-- Data provided --
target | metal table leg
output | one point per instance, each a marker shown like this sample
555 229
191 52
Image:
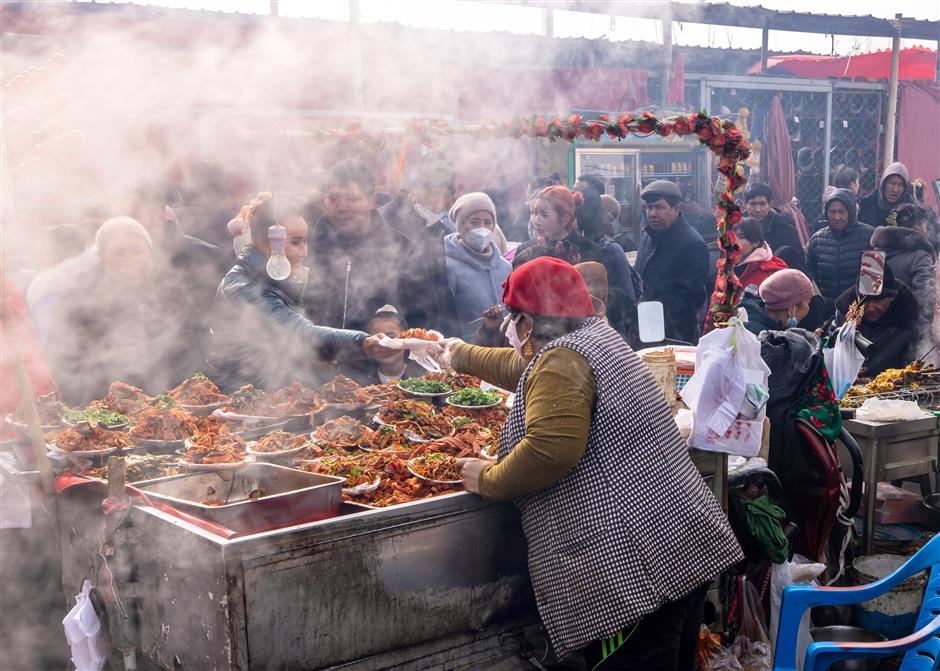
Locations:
871 491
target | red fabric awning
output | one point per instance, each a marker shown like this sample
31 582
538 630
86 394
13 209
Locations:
917 63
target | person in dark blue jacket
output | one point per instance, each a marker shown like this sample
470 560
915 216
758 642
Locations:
672 261
259 332
834 253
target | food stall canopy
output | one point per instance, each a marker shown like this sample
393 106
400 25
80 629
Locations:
917 63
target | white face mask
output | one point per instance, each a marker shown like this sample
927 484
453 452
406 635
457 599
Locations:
513 336
478 239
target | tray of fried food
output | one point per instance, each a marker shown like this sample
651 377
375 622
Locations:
375 395
343 432
435 467
462 445
197 394
296 404
162 427
363 475
490 418
278 444
215 450
142 468
416 419
453 379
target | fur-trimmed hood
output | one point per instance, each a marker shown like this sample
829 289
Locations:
893 239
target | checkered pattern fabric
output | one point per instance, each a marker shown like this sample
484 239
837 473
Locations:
633 526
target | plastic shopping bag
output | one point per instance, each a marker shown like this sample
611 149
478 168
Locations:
83 632
844 361
800 571
728 392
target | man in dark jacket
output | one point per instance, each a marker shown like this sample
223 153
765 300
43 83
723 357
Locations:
779 230
187 269
421 215
890 322
834 253
893 190
673 261
359 263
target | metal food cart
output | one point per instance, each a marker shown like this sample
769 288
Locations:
439 581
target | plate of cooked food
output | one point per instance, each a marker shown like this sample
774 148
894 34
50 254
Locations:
473 398
215 451
437 468
197 395
421 387
278 444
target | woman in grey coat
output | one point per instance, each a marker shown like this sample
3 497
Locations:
910 254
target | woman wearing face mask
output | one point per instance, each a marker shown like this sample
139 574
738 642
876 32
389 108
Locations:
783 300
589 454
117 323
260 334
475 269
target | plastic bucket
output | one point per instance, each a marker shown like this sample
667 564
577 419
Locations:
894 614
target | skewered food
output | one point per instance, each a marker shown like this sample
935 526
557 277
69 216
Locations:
422 386
436 466
296 400
416 418
420 334
85 438
158 423
197 390
280 441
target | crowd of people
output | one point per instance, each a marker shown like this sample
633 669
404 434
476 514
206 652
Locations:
147 303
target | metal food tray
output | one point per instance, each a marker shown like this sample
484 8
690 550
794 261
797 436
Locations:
289 496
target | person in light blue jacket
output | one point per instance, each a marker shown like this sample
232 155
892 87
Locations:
475 268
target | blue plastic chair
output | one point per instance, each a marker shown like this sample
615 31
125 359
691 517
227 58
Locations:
797 598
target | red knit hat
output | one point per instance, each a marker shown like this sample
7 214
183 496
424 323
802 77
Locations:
548 287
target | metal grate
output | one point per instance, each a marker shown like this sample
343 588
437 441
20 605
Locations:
857 128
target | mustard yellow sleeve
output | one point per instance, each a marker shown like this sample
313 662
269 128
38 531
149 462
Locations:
500 366
559 400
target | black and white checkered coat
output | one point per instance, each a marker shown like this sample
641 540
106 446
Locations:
633 525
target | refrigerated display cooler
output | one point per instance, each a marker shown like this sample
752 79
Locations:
627 166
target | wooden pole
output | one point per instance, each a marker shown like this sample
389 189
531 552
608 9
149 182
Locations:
893 93
764 45
667 54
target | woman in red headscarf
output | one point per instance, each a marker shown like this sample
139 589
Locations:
623 534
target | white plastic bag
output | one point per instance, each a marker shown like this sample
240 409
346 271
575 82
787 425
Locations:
800 571
884 410
728 392
83 632
844 361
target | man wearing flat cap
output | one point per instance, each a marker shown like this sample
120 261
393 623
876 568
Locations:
673 261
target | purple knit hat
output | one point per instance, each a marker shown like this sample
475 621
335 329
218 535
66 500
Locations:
784 289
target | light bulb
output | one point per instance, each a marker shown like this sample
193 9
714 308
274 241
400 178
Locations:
278 266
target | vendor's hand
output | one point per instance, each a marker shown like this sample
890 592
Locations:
443 351
470 471
372 348
493 317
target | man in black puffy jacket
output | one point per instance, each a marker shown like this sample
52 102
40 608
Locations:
834 253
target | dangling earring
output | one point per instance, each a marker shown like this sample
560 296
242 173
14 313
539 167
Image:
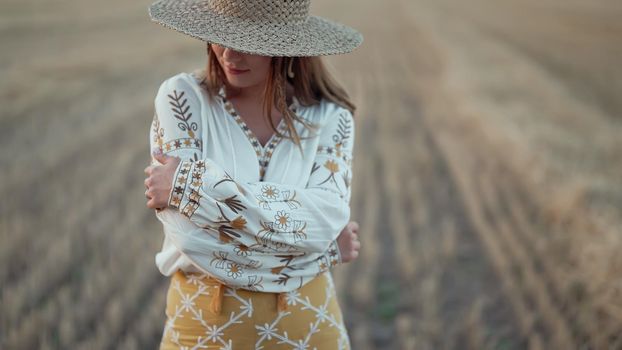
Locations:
290 72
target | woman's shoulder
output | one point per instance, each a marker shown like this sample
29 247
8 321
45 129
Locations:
182 81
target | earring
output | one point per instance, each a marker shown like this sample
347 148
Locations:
290 72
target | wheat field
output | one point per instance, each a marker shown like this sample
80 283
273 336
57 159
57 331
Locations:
487 173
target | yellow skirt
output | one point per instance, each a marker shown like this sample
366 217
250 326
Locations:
203 314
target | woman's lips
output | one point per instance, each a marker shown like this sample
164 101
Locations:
236 71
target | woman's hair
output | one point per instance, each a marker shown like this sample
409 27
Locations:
311 83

-- Task requirements --
Reproduce the entire listing with each occurrence of "Locations" switched to "Points" and everything else unchanged. Leave the pictures out of your answer.

-- Task response --
target | metal table leg
output | one point per instance, each a marker shown like this sample
555 229
191 52
Image:
Points:
871 491
target | red fabric awning
output | one point per instance, each a marker shown like this sample
31 582
538 630
86 394
13 209
Points:
917 63
target | person in dark blue jacket
output | one point per instance, each a marker shown like this sample
470 560
915 216
758 642
Points:
672 261
259 332
834 253
target | food stall canopy
output | one point per instance, each a marker shown like this sample
393 106
400 25
80 629
Points:
917 63
target | white face mask
output | one point per instance, each a marker shown like this sample
927 484
453 452
406 635
457 599
Points:
513 336
478 239
target | tray of fried food
output | one point per instance, each a marker shown like this sample
651 377
375 622
Points:
375 395
343 432
435 467
462 445
197 394
296 404
162 427
363 475
490 418
278 444
215 450
142 468
416 419
453 379
target | fur-trimmed hood
output | one point per instance, each a marker shown like this sample
829 289
Points:
893 239
target | checkered pattern fabric
output | one point per instance, each a marker shown like this sample
484 239
837 473
Points:
633 526
target | plastic shopping bag
output | one point per instance, each a marker shown like this sample
611 149
478 168
Points:
83 632
844 361
800 571
728 392
target | man in dark jacket
output | one point per instance, each a marker shown like this sample
223 153
765 300
43 83
723 357
Points:
779 230
187 269
421 215
890 322
834 253
893 190
673 261
359 263
target | metal food cart
output | one point per instance, each a marker shown like this sample
769 288
Points:
439 581
target | plate of cooked food
output | one point per instance, each a marker shown like this sample
774 148
894 34
50 254
Points:
473 398
215 451
437 468
197 395
421 387
278 444
target | woman in grey coat
output | one point per instance, each a marker shown like this sample
3 497
Points:
910 254
target | woman wearing face mask
output | one point per instance, each a marker shown like this sample
139 574
738 642
876 32
389 108
Points:
783 300
589 454
117 323
260 334
475 269
target | plastic bucket
output | one point per instance, each a marker shown like this sample
667 564
577 419
Points:
894 614
target | skewered food
output | one point per instance, each a marker shown like this sample
935 526
557 277
69 216
Points:
422 386
436 466
296 400
416 418
420 334
85 438
158 423
197 390
280 441
target | crowd of people
output | one point per instance, each a marker shown like this sample
633 669
404 434
476 514
206 652
Points:
147 303
target | metal food tray
output | one point per instance, each a marker shown like this sample
484 8
690 550
794 261
797 436
Points:
289 496
target | person in light blue jacket
output | one point per instance, each a marker shown like this sample
232 155
892 87
Points:
475 268
target | blue plastic chair
output | one point per instance, each a marker shown like this sample
615 31
125 359
691 517
227 58
Points:
797 598
target | red knit hat
output | one point per instance, each a marker shown like this sample
7 214
183 496
424 323
802 77
Points:
548 287
target | metal grate
output | one point per instance, each a marker shown like this sample
343 588
437 441
20 605
Points:
857 128
target | mustard yellow sleeve
output | one point per instance, each a marker shown like this sample
313 662
269 128
38 531
149 462
Points:
500 366
559 400
target | black and white checkered coat
output | one point per instance, each a marker shown like this sample
641 540
106 446
Points:
633 525
target | refrigerated display cooler
output | one point per instance, each a marker shown like this sample
752 79
Points:
627 166
target | wooden pole
output | one point per instance, each a marker shown like this sample
389 189
531 552
608 9
149 182
Points:
893 93
764 45
667 54
target | woman in red headscarf
output | one point per instance, each a marker shown like this sample
139 589
Points:
623 534
target | white plastic bag
output | one point per instance, each a marker shown like this sample
240 409
346 271
575 82
787 425
Points:
800 571
884 410
728 392
83 632
844 361
target | man wearing flat cap
output | one point per instance, each a marker shown like this sample
120 261
393 623
876 568
Points:
673 261
target | purple knit hat
output | one point per instance, each a marker shown like this sample
475 621
335 329
218 535
66 500
Points:
784 289
target | light bulb
output | one point per instance, each a marker shown like this sample
193 9
714 308
274 241
400 178
Points:
278 266
target | vendor's hand
output | one point per instance, each a marker shown like this sample
890 592
Points:
443 351
470 471
372 348
493 317
target | man in black puffy jacket
output | one point per instance, each a marker shown like this sample
52 102
40 608
Points:
834 253
target | dangling earring
output | one point per instance, each a marker shown like this sample
560 296
242 173
14 313
539 167
Image:
Points:
290 72
target | woman's shoulder
output | one point per instance, each a marker shown like this sample
29 247
8 321
45 129
Points:
182 81
target | earring
output | one point per instance, each a marker shown like this sample
347 148
Points:
290 72
target | wheat field
output | one point per instance, each a marker shown like this sample
80 283
273 336
57 159
57 331
Points:
487 173
target | yellow skirt
output | one point per instance, each a marker shown like this sample
366 217
250 326
Points:
203 314
target | woman's lips
output | one point per instance, each a marker shown like this sample
164 101
Points:
236 71
target | woman's hair
output | one point per instance, each a marker shown like this sample
409 27
Points:
311 83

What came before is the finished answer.